**Required work**
Locate each line below that contains the string "pixel", and copy those lines out.

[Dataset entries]
※ ※ ※
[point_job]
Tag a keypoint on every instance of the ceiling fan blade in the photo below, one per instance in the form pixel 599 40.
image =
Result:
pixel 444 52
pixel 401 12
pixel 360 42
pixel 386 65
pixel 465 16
※ ※ ※
**Result for this exercise**
Tag a keypoint on every instance of the ceiling fan blade in the photo below, one per instance in the form pixel 599 40.
pixel 444 52
pixel 401 12
pixel 360 42
pixel 386 65
pixel 465 16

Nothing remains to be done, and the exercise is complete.